> SOURCE PASSAGE:
━━━━━━━━━━━━━━━━
# Still acquiring guide data - since Saturday



## iceisles (Mar 9, 2003)

For some odd reason, my HDVR2 (that was connected Saturday) continues to say that it's "acquiring guide data" and that it will be entirely available in 24 hours. It looks like I have about a week's worth of guide data available, which isn't bad, but is there a remedy to this problem? More than anything, the info message at the bottom of the screen is a tad annoying. I restarted the receiver last night but the problem persists. And I don't know if this matters, but I haven't had a landline or dialed in for 120 days.

Thanks.


----------



## ttodd1 (Nov 6, 2003)

software version?


----------



## litzdog911 (Oct 18, 2002)

Usually resetting the Tivo will solve this. How did you restart your Tivo? Try disconnecting the power, waiting one minute, then reconnect power. Note that it can take a day or so for the Guide Data to fully download again and for that message to go away.

If resetting doesn't help, then check your signal readings on the 101&#186; satellite's transponders and post back your results here. Reception issues can cause Guide problems.


----------



## JimSpence (Sep 19, 2001)

The last time this happened to me when I still had the T60 connected, I reordered a couple of items in the SP manager.
This forced it to recompute dependencies and possibly reindex the guide data.


----------



## iceisles (Mar 9, 2003)
━━━━━━━━━━━━━━━━
> DIRECTION A: Gather every line of the rows that contains the string "white", matching case exactly.
The thread and the rows have no connection to each other.

> AVAILABLE RECORDS:
━━━━━━━━━━━━━━━━
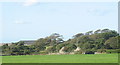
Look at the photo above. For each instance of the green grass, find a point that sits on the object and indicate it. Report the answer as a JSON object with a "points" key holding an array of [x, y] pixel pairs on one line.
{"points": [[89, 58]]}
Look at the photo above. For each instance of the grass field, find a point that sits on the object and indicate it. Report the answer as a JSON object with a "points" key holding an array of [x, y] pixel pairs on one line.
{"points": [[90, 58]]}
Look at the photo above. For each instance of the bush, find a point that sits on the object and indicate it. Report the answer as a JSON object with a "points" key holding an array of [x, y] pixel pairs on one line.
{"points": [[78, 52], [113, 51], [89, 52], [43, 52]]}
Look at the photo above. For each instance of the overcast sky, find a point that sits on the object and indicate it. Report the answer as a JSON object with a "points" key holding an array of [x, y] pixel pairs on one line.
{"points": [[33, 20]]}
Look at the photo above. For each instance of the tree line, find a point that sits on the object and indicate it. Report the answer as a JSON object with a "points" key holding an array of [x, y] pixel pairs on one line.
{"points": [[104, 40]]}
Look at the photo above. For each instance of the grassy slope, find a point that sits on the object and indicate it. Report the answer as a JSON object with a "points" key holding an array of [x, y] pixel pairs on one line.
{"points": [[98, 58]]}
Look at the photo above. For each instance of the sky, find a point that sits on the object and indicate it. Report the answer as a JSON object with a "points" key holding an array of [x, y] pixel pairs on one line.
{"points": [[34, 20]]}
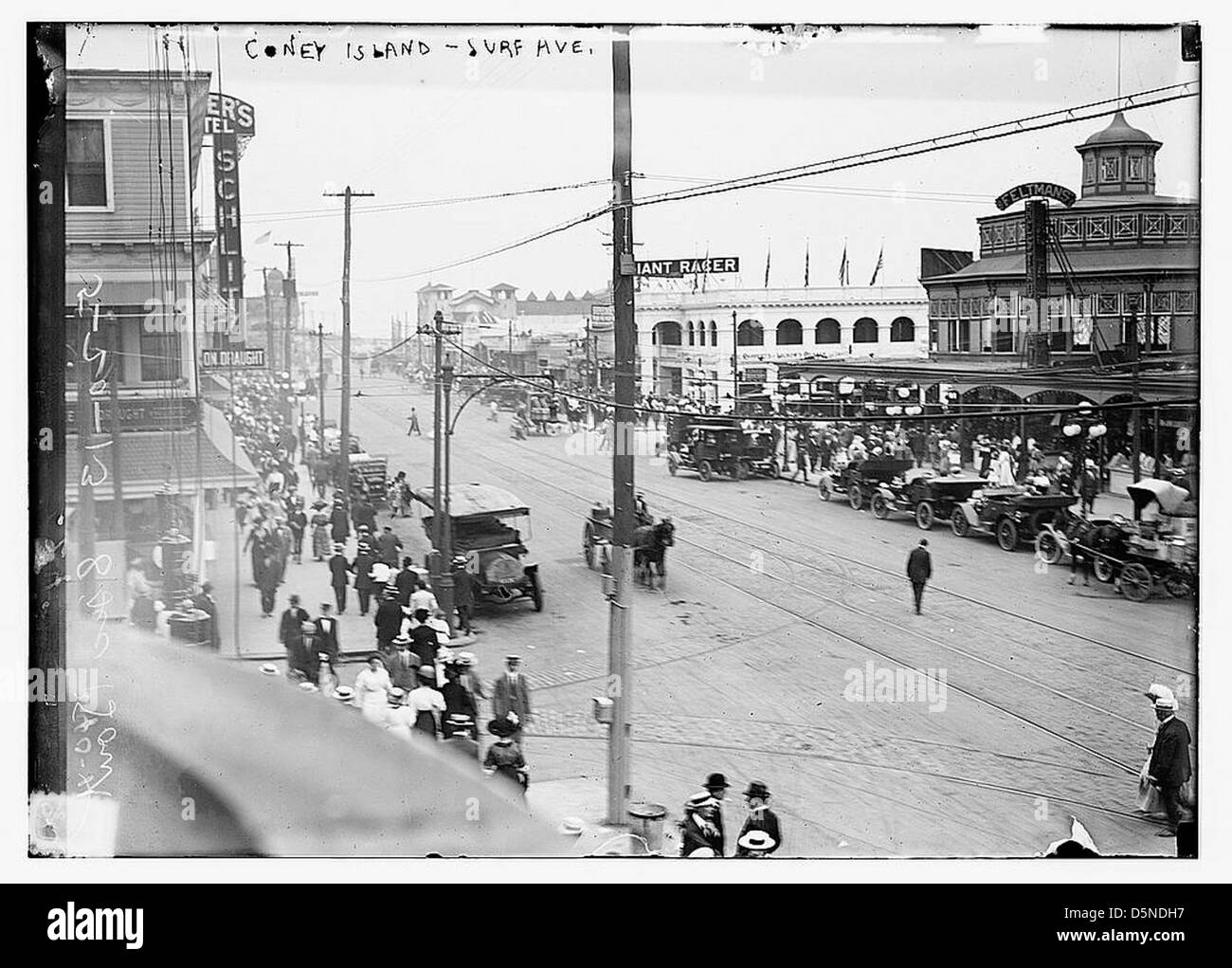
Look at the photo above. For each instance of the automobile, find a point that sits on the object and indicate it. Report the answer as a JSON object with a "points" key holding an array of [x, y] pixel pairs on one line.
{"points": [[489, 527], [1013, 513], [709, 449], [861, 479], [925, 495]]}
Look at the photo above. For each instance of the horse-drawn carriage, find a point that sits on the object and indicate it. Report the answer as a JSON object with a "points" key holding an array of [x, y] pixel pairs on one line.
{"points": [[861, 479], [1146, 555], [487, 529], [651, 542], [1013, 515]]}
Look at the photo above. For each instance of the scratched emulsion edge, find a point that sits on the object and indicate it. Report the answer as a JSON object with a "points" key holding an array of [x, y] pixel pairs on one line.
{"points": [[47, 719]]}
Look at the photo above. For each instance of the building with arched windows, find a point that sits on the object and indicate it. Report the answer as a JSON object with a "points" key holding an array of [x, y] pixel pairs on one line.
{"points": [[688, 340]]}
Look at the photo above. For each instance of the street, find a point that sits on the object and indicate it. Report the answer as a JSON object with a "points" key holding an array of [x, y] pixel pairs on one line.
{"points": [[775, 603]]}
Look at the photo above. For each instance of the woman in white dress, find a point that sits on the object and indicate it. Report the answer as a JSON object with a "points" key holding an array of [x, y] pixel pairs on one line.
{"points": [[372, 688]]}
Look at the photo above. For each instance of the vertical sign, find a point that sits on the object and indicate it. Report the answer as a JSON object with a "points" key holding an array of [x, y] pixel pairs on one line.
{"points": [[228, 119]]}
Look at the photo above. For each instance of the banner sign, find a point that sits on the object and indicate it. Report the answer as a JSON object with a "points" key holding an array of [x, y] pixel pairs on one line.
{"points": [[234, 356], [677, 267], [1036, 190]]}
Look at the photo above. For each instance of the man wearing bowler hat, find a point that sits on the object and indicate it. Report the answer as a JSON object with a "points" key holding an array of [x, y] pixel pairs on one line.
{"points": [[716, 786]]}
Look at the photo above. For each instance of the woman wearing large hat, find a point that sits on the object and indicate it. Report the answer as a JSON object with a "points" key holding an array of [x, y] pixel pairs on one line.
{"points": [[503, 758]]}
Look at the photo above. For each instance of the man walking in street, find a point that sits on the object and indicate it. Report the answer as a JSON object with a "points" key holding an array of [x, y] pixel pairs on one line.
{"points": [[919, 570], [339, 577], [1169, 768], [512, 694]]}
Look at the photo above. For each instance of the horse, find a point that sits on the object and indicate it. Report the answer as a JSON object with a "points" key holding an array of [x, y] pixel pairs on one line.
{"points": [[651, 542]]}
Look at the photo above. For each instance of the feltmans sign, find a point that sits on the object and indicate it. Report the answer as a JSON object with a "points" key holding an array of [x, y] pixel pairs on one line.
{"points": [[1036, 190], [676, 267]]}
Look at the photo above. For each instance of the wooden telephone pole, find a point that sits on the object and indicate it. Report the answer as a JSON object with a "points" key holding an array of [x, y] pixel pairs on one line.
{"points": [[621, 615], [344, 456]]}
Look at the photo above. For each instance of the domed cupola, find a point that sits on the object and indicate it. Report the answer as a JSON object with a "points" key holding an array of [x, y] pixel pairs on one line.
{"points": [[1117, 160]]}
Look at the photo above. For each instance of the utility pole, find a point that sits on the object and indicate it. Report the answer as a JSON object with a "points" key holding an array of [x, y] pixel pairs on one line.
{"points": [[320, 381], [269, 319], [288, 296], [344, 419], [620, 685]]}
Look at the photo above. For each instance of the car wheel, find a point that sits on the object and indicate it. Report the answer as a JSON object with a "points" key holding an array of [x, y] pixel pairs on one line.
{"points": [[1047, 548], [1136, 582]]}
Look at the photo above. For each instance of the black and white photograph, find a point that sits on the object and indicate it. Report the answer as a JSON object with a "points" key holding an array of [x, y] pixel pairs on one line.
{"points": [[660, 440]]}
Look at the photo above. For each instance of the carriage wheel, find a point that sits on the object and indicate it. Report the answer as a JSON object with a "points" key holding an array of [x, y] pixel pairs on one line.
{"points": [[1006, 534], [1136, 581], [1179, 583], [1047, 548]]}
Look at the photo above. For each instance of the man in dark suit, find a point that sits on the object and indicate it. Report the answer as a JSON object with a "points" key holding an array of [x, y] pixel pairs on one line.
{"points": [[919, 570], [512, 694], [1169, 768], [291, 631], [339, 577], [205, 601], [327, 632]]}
━━━━━━━━━━━━━━━━
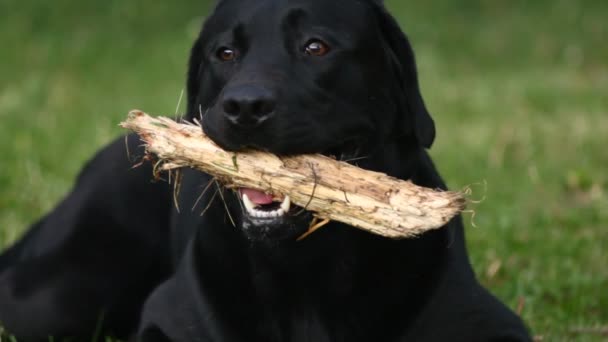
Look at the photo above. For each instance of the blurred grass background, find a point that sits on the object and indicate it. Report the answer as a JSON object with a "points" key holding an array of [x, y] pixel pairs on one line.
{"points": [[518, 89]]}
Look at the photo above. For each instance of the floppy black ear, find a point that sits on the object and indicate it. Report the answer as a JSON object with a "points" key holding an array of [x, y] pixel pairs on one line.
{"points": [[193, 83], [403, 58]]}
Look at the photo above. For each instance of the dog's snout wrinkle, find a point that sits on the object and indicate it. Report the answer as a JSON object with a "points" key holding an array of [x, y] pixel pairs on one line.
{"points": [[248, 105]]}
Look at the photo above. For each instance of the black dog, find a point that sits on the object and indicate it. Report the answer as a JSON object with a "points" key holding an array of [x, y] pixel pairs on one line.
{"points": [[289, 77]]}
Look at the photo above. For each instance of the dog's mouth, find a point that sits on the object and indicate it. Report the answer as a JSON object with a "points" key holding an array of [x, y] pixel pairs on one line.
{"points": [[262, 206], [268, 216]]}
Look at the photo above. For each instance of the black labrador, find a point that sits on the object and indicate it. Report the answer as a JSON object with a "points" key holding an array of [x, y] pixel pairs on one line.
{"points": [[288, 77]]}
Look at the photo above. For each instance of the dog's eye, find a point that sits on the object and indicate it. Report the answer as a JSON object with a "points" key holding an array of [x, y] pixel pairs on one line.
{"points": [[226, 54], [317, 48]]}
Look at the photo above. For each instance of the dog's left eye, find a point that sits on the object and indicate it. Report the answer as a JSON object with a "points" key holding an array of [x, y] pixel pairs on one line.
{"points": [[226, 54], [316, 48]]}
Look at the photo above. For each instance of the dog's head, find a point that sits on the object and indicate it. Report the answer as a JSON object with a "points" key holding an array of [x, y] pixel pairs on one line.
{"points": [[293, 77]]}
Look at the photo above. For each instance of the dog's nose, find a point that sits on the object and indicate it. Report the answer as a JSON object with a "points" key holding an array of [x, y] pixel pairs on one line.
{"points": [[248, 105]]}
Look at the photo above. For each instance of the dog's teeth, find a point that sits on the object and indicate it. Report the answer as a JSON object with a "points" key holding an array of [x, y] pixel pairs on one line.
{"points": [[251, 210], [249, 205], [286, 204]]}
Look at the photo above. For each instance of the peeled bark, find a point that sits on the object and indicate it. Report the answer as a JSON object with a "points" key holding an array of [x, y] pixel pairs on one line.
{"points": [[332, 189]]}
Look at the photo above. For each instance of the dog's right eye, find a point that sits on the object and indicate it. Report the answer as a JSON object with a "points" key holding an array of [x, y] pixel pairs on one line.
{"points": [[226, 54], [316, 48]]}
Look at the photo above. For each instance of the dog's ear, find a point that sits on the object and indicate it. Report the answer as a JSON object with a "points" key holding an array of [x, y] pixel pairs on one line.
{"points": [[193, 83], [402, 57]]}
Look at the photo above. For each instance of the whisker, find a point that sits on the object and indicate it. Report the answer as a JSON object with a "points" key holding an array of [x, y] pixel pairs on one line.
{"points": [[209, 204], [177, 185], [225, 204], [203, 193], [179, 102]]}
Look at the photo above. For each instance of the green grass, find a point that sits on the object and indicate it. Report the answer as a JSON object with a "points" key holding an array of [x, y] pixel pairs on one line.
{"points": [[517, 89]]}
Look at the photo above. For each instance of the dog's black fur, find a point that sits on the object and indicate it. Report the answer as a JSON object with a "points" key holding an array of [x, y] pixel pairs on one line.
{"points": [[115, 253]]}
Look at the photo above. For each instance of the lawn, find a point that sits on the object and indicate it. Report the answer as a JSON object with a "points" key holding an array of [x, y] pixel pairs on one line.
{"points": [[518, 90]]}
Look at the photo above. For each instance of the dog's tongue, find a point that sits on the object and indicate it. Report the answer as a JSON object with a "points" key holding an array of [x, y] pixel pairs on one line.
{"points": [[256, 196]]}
━━━━━━━━━━━━━━━━
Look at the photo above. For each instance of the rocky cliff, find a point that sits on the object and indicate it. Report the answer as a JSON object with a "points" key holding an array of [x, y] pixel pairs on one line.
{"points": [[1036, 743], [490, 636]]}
━━━━━━━━━━━━━━━━
> DIRECTION B: In the thread about the HDVR2 guide data, how long does litzdog911 suggest waiting between disconnecting and reconnecting the power?

> WORKED SOLUTION A:
Look at the photo above. For each instance of the woman in white dress, find a point that sits on the object and indicate it. Report the answer as a JSON object with a "points" key holding an array of [x, y] pixel pairs on one line.
Look at the photo above. For each instance of the black and white photograph, find a point that sits on the object and indicate it. Report the answer as a JSON object with a "points" key holding an array of [x, y] pixel pairs on one line.

> WORKED SOLUTION B: One minute.